---- MATERIAL PROVIDED

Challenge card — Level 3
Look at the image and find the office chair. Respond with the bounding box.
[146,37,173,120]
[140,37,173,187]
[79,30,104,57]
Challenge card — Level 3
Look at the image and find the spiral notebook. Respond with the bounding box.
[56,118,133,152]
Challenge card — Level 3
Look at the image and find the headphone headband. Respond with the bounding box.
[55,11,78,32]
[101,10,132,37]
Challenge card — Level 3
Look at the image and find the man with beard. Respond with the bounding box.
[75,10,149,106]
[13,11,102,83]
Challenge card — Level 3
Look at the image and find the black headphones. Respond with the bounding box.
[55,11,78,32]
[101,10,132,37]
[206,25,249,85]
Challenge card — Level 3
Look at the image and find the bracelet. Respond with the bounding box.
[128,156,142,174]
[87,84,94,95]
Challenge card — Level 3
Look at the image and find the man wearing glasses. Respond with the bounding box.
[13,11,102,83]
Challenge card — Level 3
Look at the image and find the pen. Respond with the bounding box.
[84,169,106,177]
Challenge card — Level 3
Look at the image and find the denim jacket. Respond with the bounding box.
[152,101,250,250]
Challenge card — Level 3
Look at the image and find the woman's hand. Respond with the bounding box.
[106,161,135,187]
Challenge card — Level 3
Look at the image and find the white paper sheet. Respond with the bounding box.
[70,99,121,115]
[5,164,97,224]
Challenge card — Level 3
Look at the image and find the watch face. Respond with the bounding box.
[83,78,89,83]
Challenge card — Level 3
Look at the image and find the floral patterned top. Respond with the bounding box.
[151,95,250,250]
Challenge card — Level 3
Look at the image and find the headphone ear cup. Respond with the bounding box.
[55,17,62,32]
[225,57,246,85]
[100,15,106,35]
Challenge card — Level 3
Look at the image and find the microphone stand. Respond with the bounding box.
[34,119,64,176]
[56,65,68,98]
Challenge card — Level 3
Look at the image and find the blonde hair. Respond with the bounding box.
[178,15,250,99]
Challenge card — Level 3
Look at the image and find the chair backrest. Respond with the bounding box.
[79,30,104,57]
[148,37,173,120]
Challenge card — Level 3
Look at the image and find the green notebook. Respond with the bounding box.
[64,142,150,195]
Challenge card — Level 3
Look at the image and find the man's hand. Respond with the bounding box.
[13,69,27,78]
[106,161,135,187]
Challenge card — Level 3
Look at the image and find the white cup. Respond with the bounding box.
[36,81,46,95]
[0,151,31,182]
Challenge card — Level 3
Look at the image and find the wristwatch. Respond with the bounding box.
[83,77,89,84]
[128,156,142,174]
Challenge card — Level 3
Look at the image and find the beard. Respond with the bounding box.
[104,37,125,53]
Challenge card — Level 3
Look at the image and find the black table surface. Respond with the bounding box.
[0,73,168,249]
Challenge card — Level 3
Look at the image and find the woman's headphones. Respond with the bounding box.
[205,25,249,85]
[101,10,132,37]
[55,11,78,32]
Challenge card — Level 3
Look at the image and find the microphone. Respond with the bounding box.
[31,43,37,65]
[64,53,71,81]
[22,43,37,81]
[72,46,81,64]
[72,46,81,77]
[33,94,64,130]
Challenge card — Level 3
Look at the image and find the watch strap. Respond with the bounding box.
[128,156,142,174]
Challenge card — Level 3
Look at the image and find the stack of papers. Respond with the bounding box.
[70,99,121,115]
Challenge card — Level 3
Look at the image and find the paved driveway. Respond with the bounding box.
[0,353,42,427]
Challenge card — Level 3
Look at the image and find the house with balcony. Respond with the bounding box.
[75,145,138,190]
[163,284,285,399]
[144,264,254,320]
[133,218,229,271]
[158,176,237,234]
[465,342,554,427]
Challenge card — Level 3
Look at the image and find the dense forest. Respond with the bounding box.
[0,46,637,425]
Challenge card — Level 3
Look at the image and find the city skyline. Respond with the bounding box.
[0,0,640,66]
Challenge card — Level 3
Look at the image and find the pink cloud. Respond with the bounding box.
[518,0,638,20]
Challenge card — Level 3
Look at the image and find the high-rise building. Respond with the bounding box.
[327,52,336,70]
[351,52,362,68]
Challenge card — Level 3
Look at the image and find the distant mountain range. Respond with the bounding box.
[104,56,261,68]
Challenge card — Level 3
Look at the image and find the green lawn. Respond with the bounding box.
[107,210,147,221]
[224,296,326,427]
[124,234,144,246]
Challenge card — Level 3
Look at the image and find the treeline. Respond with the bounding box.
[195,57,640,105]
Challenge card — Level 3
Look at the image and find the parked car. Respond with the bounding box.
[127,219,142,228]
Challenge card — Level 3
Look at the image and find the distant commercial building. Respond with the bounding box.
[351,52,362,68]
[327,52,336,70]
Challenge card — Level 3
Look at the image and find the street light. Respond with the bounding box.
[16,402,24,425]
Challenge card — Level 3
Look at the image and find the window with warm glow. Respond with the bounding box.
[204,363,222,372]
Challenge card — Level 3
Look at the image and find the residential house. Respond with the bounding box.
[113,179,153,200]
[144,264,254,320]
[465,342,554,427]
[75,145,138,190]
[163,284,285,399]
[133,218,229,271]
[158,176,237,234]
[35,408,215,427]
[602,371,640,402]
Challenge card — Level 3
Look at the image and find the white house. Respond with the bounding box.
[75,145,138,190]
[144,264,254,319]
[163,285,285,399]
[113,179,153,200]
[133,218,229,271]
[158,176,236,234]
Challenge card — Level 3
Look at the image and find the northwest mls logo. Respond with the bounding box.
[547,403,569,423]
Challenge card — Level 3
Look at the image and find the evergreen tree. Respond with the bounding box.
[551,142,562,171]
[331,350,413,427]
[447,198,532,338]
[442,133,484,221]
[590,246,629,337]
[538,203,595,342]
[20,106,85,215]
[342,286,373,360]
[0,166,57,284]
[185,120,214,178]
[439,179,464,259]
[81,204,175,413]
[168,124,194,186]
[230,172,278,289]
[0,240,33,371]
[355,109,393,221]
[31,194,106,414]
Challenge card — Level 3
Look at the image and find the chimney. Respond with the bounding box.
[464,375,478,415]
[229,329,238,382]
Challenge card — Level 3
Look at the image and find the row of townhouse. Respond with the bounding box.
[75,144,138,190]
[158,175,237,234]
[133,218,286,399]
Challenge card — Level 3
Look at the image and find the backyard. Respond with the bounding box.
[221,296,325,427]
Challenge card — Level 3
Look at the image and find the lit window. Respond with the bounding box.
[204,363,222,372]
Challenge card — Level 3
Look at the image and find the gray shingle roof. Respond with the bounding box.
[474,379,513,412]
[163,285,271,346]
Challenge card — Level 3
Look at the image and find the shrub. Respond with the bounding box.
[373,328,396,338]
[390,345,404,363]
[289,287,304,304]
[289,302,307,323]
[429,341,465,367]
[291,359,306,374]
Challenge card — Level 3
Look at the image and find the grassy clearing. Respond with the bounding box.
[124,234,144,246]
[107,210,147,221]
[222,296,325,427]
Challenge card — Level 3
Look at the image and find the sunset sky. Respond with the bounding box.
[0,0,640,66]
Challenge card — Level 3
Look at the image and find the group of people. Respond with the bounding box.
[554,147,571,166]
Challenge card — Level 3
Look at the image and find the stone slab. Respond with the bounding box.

--------

> [YOUR TASK]
Print every one of the lines above verbatim, without any change.

> [EXERCISE SOLUTION]
Challenge card — Level 3
Look at the image and find the office chair. Respond with the bounding box.
[146,37,173,120]
[140,37,173,187]
[79,30,104,57]
Challenge card — Level 3
Look at the image and find the spiral notebook. Respond with the bounding box.
[56,118,133,152]
Challenge card — Level 3
Look at the image and find the headphone headband. Respond with the bounding box.
[55,11,78,32]
[101,10,132,37]
Challenge card — Level 3
Look at the image and find the man with beard. Respond with the bounding box.
[75,10,149,106]
[13,11,102,83]
Challenge card — Level 3
Look at the image and find the black headphones. Respond with the bounding box.
[55,11,78,32]
[101,10,132,37]
[206,25,249,85]
Challenge card — Level 3
Look at the image and find the bracelet. Respond with the bounding box.
[128,156,142,174]
[87,84,94,95]
Challenge card — Level 3
Look at the image and find the man wearing glasses. Respond with the bounding box.
[13,11,102,83]
Challenge card — Level 3
Look at the image and find the pen. Respond with the bounding box.
[84,169,106,177]
Challenge card — Level 3
Look at the image and find the denim jacket. Respond with the bounding box.
[152,101,250,250]
Challenge card — Level 3
Look at the image and find the woman's hand. Respond with the bounding box.
[106,161,135,187]
Challenge card — Level 3
Look at the image and find the white paper sheet. Respond with the bounding box.
[70,99,121,115]
[5,164,97,224]
Challenge card — Level 3
Look at the image and find the watch face. Respond with the bounding box.
[83,78,89,83]
Challenge card — Level 3
Look at the image and find the floral patterned top. Respond with the bounding box.
[151,95,250,250]
Challenge card — Level 3
Look at the image and find the headphone ear cup. Respond with the bounding box.
[55,17,62,32]
[225,57,246,85]
[100,15,106,35]
Challenge card — Level 3
Look at the image and find the microphone stand. Respond with the bounding box.
[34,119,64,176]
[56,65,68,98]
Challenge card — Level 3
Look at the image and find the blonde hair. Respond with the bounding box.
[178,15,250,99]
Challenge card — Level 3
Look at the image and find the chair backrest. Respond with the bounding box.
[79,30,104,57]
[148,37,173,120]
Challenge card — Level 3
Look at the image and find the green notebook. Respond with the bounding box.
[64,142,150,195]
Challenge card — Level 3
Look at the image and find the man's hand. Respond with the bounding box.
[13,69,27,78]
[106,161,135,187]
Challenge card — Level 3
Look at the image and find the white cup. Respond with the bounding box.
[36,81,46,95]
[0,151,31,182]
Challenge card — Level 3
Look at the image and find the wristwatch. Respond with the bounding box.
[83,77,89,84]
[128,156,142,174]
Challenge card — Level 3
Look at the image and find the beard. Respond with the bounding box.
[104,37,125,53]
Challenge card — Level 3
Look at the image and find the black table surface. Respond with the bounding box.
[0,73,168,249]
Challenge card — Level 3
Look at the image and find the woman's headphones. Respond with the bounding box.
[205,25,249,85]
[101,10,132,37]
[55,11,78,32]
Challenge card — Level 3
Look at the image and find the microphone. Respond with the bounding box.
[31,43,37,65]
[64,53,71,81]
[22,43,37,81]
[72,46,81,64]
[72,46,81,77]
[33,94,64,130]
Challenge card — Level 3
Look at the image and find the watch strap. Respond with the bounding box.
[128,156,142,174]
Challenge card — Level 3
Look at the image and find the stack of papers. Respond with the bounding box.
[70,99,121,115]
Challenge card — Level 3
Look at the image and find the paved driveway. Respond with the bounding box.
[0,353,42,427]
Challenge card — Level 3
Look at the image and find the house with balcony. Respond with the bounding box.
[75,145,138,190]
[163,284,285,399]
[144,264,254,320]
[133,218,229,271]
[158,176,237,234]
[465,342,554,427]
Challenge card — Level 3
Look at the image and find the dense forest. Respond with the bounding box.
[0,46,637,425]
Challenge card — Level 3
Look at the image and find the city skyline. Respond with the bounding box.
[0,0,640,66]
Challenge card — Level 3
Look at the image and find the pink cloud. Respond with the bounding box.
[518,0,638,20]
Challenge card — Level 3
Look at the image and find the high-rise building. Respond with the bounding box.
[327,52,336,70]
[351,52,362,68]
Challenge card — Level 3
Look at the image and find the distant mountain range. Respond with the bounding box.
[104,56,261,68]
Challenge card — Level 3
Look at the image and find the green lawn. Respond with the bounding box.
[107,210,147,221]
[224,296,326,427]
[124,234,144,246]
Challenge card — Level 3
Look at the image and find the treeline. Respond with the bounding box.
[195,57,640,105]
Challenge card — Level 3
Look at the image and find the parked car. Respond with the bounding box.
[127,219,142,228]
Challenge card — Level 3
Look at the image and find the distant commercial building. Respond with the bounding box.
[351,52,362,68]
[327,52,336,70]
Challenge card — Level 3
Look at the image and find the street light. Respond with the bounding box.
[16,402,24,425]
Challenge card — Level 3
Look at the image and find the window with warm glow. Respond with the bounding box.
[204,363,222,372]
Challenge card — Level 3
Look at the image and find the residential house. Respond with the bounding box.
[113,179,153,200]
[144,264,254,320]
[465,342,554,427]
[75,145,138,190]
[163,284,285,399]
[133,218,229,271]
[158,176,237,234]
[35,408,215,427]
[602,371,640,402]
Challenge card — Level 3
Look at the image and find the white house. Respond with the bounding box.
[75,145,138,190]
[144,264,254,319]
[163,285,285,399]
[113,179,153,200]
[133,218,229,271]
[158,176,236,234]
Challenge card — Level 3
Look at the image and find the northwest mls logo. Respond with the bounding box.
[547,403,569,423]
Challenge card — Level 3
Look at the image and find the evergreen tree. Respond with the bounding box.
[551,142,562,171]
[331,350,413,427]
[447,198,532,338]
[442,133,484,221]
[590,246,629,337]
[538,203,595,342]
[20,106,85,215]
[342,286,373,360]
[0,166,57,284]
[185,120,214,178]
[439,179,464,259]
[81,204,175,413]
[168,124,194,186]
[230,172,278,289]
[0,240,33,371]
[355,109,393,221]
[31,194,106,414]
Challenge card — Level 3
Look at the image and find the chimney. Respond with the bounding box.
[464,375,478,415]
[229,329,238,382]
Challenge card — Level 3
Look at the image and find the row of townhouse. Respond with the bounding box.
[75,144,138,190]
[158,175,237,234]
[133,218,286,399]
Challenge card — Level 3
Look at the image and find the backyard. Respond with the bounding box.
[221,296,325,427]
Challenge card — Level 3
Look at the image and find the lit window. Respond with the bounding box.
[204,363,222,372]
Challenge card — Level 3
Look at the image and find the gray shingle roof. Respond with the bounding box.
[474,379,513,412]
[163,285,271,346]
Challenge card — Level 3
Look at the image and find the shrub. Respond with the bounding box.
[373,328,396,338]
[390,345,404,363]
[289,287,304,304]
[289,302,307,323]
[429,341,465,367]
[291,359,306,374]
Challenge card — Level 3
Look at the image and find the grassy clearing. Respond with the bounding box.
[124,234,144,246]
[107,210,147,221]
[222,296,325,427]
Challenge card — Level 3
Look at the image and find the sunset sky. Respond with the bounding box.
[0,0,640,66]
Challenge card — Level 3
Look at the image and find the group of people. Respond with the bounding box.
[554,147,571,166]
Challenge card — Level 3
Look at the image and find the stone slab. Respond with the bounding box.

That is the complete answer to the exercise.